## Supplied passage
— begin —

One of these days I'll describe my school experiences, but not now. My thoughts about education and students with disabilities are mostly based on things I saw and learned about when I was working at our local Independent Living Center.
Let me start by saying that I met a lot of really great teachers and counselors who all wanted the best for their students. My issues with education, especially "Special Education", are systemic and ingrained ... a culture, really, that reshapes individuals more than individuals shape it. At least in our area, we seem to have more than our share of really good, decent, dedicated and forward-thinking teachers.
What disturbed me most in my encounters with education was the feeling ... hard to prove anecdotally ... that there are at least a few really smart kids with disabilities in each district who are unrecognized and wasted by a system mostly geared towards remedial work, behavioral control, and maybe, if they are lucky, some life skills training. History, literature, math, science, critical thinking, philosophy? Maybe, if we have time. It's like Special Ed teachers actually buy into and endorse the petulant teenagers lament about academics, "When am I ever going to use this?" To them, it seemed, diplomas and degrees really are just gate-keeping pieces of paper.
At conferences, any comments or questions I posed about maximizing academic aptitude and achievement were treated like they were embarrassingly off-topic ... met with polite nods and silence. I felt like a peacenik at a NATO summit; theoretically we had the same goal, but with vastly different assumptions, priorities, and tactics.
By the way, that analogy includes the very real possibility that as the "peacenik", I was being sadly naive.

— end —

## Information shown
— begin —

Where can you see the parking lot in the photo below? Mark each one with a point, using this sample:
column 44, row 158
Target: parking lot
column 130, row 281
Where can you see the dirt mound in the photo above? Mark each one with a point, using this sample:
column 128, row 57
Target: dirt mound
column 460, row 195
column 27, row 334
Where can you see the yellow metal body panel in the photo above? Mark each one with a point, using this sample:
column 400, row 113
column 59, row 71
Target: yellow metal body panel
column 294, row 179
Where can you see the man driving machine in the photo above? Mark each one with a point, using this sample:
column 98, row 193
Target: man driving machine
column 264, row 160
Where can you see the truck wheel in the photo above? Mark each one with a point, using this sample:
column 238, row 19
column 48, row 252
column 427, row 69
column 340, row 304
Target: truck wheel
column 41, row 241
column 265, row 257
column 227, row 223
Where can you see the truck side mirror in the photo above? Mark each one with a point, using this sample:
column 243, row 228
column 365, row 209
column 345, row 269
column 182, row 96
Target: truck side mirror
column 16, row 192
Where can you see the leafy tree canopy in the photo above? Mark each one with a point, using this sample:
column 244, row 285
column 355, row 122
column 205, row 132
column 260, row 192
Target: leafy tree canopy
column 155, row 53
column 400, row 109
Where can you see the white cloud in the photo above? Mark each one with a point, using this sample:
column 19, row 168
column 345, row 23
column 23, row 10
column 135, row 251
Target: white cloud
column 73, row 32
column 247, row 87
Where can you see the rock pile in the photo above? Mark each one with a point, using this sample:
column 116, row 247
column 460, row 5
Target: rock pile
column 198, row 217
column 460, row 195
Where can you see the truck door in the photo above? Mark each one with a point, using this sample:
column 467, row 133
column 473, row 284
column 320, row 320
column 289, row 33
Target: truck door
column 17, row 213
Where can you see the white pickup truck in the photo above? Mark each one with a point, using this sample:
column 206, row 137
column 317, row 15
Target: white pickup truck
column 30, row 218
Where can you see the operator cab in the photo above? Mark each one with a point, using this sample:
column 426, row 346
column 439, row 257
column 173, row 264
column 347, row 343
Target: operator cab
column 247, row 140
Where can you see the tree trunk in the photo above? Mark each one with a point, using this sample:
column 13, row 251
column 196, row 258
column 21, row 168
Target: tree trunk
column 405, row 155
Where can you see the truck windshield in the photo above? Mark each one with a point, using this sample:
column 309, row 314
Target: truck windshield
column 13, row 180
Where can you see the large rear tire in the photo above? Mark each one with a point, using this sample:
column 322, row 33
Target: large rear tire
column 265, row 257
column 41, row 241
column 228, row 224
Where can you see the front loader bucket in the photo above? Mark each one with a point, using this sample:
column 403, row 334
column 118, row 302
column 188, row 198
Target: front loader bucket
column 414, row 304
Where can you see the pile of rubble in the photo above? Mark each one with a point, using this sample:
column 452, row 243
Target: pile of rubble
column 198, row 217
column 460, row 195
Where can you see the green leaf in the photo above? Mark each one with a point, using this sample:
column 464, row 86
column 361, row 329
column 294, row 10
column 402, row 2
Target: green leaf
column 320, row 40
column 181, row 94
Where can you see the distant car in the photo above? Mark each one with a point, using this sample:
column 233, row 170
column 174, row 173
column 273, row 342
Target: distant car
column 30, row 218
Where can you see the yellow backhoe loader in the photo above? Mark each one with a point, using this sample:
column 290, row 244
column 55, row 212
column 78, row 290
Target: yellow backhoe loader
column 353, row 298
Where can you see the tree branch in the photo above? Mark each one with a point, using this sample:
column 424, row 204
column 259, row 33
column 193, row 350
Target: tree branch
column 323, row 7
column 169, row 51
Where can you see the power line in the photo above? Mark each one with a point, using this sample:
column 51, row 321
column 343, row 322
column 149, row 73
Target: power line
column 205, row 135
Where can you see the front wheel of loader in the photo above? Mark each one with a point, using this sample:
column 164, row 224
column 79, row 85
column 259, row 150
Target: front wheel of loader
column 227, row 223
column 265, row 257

— end —

## Directions
(a) Summarize the essay on special education in two sentences.
(b) Reproduce the entries from the line with "Where can you see the white cloud" to the line with "column 17, row 213", including both of those lines.

## Answers to the problems
(a) The writer's views on educating students with disabilities come mostly from work at a local Independent Living Center, and although the writer met many dedicated teachers and counselors, the writer sees the problems in Special Education as systemic and ingrained. The writer is most disturbed by the sense that smart students with disabilities go unrecognized in a system geared toward remedial work, behavioral control, and life skills, and says that conference comments about academic achievement were met with polite nods and silence.

(b)
Where can you see the white cloud in the photo above? Mark each one with a point, using this sample:
column 19, row 168
column 345, row 23
column 23, row 10
column 135, row 251
Target: white cloud
column 73, row 32
column 247, row 87
Where can you see the rock pile in the photo above? Mark each one with a point, using this sample:
column 116, row 247
column 460, row 5
Target: rock pile
column 198, row 217
column 460, row 195
Where can you see the truck door in the photo above? Mark each one with a point, using this sample:
column 467, row 133
column 473, row 284
column 320, row 320
column 289, row 33
Target: truck door
column 17, row 213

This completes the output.